Problem details: Type out every line below exactly as it reads.

====

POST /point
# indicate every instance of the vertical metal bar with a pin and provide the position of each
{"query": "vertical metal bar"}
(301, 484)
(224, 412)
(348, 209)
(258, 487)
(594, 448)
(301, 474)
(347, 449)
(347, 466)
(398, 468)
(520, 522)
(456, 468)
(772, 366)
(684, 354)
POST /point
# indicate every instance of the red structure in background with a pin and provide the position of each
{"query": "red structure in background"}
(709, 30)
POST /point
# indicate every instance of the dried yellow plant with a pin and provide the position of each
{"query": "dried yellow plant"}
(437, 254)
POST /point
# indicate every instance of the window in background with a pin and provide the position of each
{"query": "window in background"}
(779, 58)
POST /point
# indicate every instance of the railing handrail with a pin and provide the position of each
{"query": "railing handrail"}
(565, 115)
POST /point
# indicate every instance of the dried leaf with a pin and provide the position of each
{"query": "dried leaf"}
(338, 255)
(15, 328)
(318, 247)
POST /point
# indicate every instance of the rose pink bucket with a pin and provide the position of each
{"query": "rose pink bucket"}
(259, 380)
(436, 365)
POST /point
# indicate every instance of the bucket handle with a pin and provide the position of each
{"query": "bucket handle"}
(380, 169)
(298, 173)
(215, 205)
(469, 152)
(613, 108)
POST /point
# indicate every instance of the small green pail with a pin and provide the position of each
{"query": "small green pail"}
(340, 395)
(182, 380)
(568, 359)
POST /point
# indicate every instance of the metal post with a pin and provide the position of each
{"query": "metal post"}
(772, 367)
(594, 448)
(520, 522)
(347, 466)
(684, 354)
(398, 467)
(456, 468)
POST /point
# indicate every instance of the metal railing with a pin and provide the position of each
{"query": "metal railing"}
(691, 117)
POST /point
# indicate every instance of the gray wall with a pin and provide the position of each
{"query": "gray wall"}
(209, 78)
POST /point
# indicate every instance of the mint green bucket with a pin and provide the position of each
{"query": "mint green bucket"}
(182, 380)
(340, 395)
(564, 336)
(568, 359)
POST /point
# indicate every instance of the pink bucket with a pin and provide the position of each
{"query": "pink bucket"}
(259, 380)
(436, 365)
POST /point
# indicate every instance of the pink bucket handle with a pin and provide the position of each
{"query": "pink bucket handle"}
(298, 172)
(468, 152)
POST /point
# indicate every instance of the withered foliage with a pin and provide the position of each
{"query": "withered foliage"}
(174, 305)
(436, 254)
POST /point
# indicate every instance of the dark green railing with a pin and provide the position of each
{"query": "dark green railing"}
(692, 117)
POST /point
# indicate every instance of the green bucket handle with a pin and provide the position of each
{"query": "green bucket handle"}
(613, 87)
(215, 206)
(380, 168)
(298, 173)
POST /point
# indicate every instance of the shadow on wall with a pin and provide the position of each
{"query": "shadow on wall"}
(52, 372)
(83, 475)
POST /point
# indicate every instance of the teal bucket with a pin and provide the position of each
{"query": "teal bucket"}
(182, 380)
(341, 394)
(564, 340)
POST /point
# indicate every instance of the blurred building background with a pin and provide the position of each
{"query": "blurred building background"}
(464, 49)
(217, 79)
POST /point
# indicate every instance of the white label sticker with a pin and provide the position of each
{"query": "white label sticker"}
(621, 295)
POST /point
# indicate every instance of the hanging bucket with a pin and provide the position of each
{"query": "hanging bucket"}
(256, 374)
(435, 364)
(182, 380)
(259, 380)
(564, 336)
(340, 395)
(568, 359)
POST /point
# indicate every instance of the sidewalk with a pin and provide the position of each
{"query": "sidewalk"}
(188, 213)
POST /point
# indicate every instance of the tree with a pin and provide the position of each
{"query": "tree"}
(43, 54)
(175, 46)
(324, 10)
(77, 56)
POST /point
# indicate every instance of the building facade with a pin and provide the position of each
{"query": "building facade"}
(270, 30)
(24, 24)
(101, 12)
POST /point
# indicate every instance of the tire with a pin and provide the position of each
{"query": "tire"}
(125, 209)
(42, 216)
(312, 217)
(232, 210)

====

Final result:
POST /point
# indicate every instance of the vertical metal bar with a pin and provide the position of each
{"query": "vertical metal bar"}
(301, 484)
(224, 412)
(348, 209)
(258, 487)
(594, 448)
(301, 474)
(347, 449)
(347, 466)
(398, 468)
(520, 522)
(456, 468)
(772, 366)
(684, 354)
POST /point
# indicate every instance of the red structure in background with a pin and provide the position of each
{"query": "red structure in background"}
(709, 30)
POST /point
# indicate every instance of the dried yellow plant with a pin and provide the position of each
{"query": "dried yellow plant"}
(437, 254)
POST /point
# indicate every instance of the window in background with a pin and provide the position of each
{"query": "window in background"}
(779, 58)
POST /point
# indicate every instance of the railing handrail with a pin and provide the position of each
{"query": "railing handrail"}
(565, 115)
POST /point
# indicate every instance of the dried leaf with a pin and provide the position of each
{"query": "dried leaf"}
(338, 255)
(15, 328)
(318, 247)
POST /point
# indicate every instance of the rose pink bucket with a pin and provide the position of each
{"query": "rose pink bucket"}
(259, 380)
(436, 365)
POST /point
# indicate every instance of the bucket handle with a pin and provide the position of each
{"query": "bucket handle"}
(380, 169)
(298, 173)
(215, 205)
(469, 152)
(613, 108)
POST /point
# indicate every instance of the small green pail with a pin and provide the position of each
{"query": "small green pail"}
(340, 395)
(182, 380)
(568, 359)
POST /point
# indicate every instance of the metal post with a pin and provide the position of each
{"query": "metal post"}
(772, 367)
(594, 448)
(520, 522)
(347, 466)
(684, 354)
(398, 467)
(456, 468)
POST /point
# indicate every instance of the metal railing with a pin and provide the position of each
{"query": "metal railing"}
(691, 117)
POST /point
# indicate every instance of the gray wall with a pin and provide the position of each
{"query": "gray wall"}
(209, 78)
POST /point
# indicate every instance of the mint green bucket with a pin and provide the position of each
{"query": "mint green bucket"}
(182, 380)
(340, 395)
(564, 336)
(568, 359)
POST /point
# indicate every instance of the pink bucket with a pin and provide the position of each
{"query": "pink bucket"}
(259, 380)
(436, 365)
POST /point
# indicate every instance of the pink bucket handle with a pin and provide the position of each
{"query": "pink bucket handle"}
(298, 172)
(468, 152)
POST /point
# indicate every instance of the withered foliage with a pin and provide the position of each
{"query": "withered foliage"}
(174, 305)
(436, 254)
POST /point
# indicate every instance of the dark green railing with a pin and provide the position of each
{"query": "dark green railing"}
(692, 117)
POST /point
# indicate every instance of the green bucket handle with a pin and provide the position of each
{"query": "green bucket handle"}
(613, 87)
(215, 206)
(380, 168)
(298, 173)
POST /point
# indicate every instance of the shadow on wall with a pin and provide the position of each
{"query": "shadow on wall"}
(52, 372)
(83, 475)
POST /point
# indicate every instance of the teal bucket with a pin and provide the position of each
{"query": "teal bucket"}
(182, 380)
(341, 394)
(564, 340)
POST /point
# indicate every instance of the blurred building background with a pin and provide the position of each
{"query": "blurred building background"}
(464, 49)
(217, 79)
POST /point
# indicate every instance of the white label sticker with a pin and provide the position of each
{"query": "white label sticker"}
(621, 295)
POST /point
# indicate every instance of the hanging bucket with a pin and provide the position of each
{"query": "hanging bucket"}
(256, 374)
(435, 364)
(182, 380)
(259, 380)
(564, 336)
(340, 395)
(568, 359)
POST /point
# indicate every instance of the sidewalk with a pin and provide the position of each
{"query": "sidewalk"}
(188, 213)
POST /point
# indicate every instance of the tree with a pin and provide the position of each
{"query": "tree"}
(43, 54)
(175, 46)
(324, 10)
(77, 56)
POST /point
# indicate every instance of the building facade with a pin and provide the position of each
{"query": "building facade"}
(270, 30)
(24, 24)
(101, 12)
POST /point
# indicate every instance of the tire with a pin and provide the position of each
{"query": "tire"}
(125, 209)
(42, 216)
(312, 217)
(232, 210)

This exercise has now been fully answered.